EXTRAIT CHOISI
----

Séparé de la mère de ses quatre enfants, Alfred part alors avec sa nouvelle conjointe pour le Chili, pays moins hostile que d’autres aux réfugiés. De leur union naîtra une petite fille, avec qui ils entameront une remontée de trois mois jusqu’aux États-Unis. « On l’a fait par voie terrestre. On dormait dans la voiture, parfois à l’hôtel. » Le Pérou, l’Équateur, la Colombie, toute l’Amérique centrale, le Mexique… et enfin New York.
Voyant qu’il peine à trouver un boulot décent comme sans-papiers, un ami lui parle du chemin Roxham, cette voie quasi royale vers l’eldorado canadien. « Ici, c’est le meilleur pays. Les gens vivent jusqu’à 90 ans ! Je le sais, j’en vois à mon travail ! » lance-t-il, amusé.
L’arrivée au Québec
Il met le pied au Québec en octobre 2019 et demande le statut de réfugié pour sa petite famille. Tout en travaillant dans une usine, il suit une formation pour devenir préposé aux bénéficiaires jusqu’en avril 2020. « Quand tu arrives comme demandeur d’asile, c’est ça les choix pour nous : préposé aux bénéficiaires ou gardien de sécurité. »
Mais en plein cœur de la première vague, il hésite à faire le saut. Il ne veut pas attraper la COVID, car il ne peut pas se permettre d’arrêter de travailler. Alfred pense à ses enfants en Haïti. Il est désormais le seul soutien de sa fillette, la maman ayant décidé de les quitter et de retourner aux États-Unis.

----

[Entrées de données recueillies]
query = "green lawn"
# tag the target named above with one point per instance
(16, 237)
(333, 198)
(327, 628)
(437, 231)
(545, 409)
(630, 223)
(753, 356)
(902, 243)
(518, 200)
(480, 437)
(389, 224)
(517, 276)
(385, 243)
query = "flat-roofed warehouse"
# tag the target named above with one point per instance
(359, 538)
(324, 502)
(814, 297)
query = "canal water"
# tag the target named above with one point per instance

----

CONSIGNE A
D'après l'extrait sur le parcours d'Alfred, en quel mois et en quelle année Alfred arrive-t-il au Québec ?
CONSIGNE B
Poursuivez l'extrait sur le parcours d'Alfred à partir de sa dernière phrase.

RÉPONSE ATTENDUE A
En octobre 2019.

RÉPONSE ATTENDUE B
Il finit par suivre une courte formation pour devenir gardien de sécurité. Et il se met à travailler dans un CHSLD. C’est au mois d’août, un peu avant la 2e vague, qu’il ajoute à son horaire bien chargé des quarts de travail comme préposé aux bénéficiaires dans une résidence de Coteau-du-Lac. Et pourquoi ne pas demander l’aide sociale ? « Parce que ce n’est pas assez par mois pour vivre », dit-il avant d’ajouter : « Et j’ai peur qu’on ne me donne pas ma résidence permanente si on voit que je n’ai pas travaillé. »
Malade de la COVID
Malgré toutes les précautions prises, Alfred Fudilus a finalement attrapé la COVID-19 un peu avant Noël. Pour lui, pas de doute, il a contracté la maladie pendant son quart de travail comme gardien de sécurité. Il se souvient d’un imbroglio où on avait omis de lui dire de ne pas laisser monter des gens au 7e étage, nouvellement devenu une zone rouge. « J’avais été en contact avec plein de gens qui étaient montés là ! J’avais moi-même reconduit une personne à cet étage parce que le personnel était débordé », raconte-t-il.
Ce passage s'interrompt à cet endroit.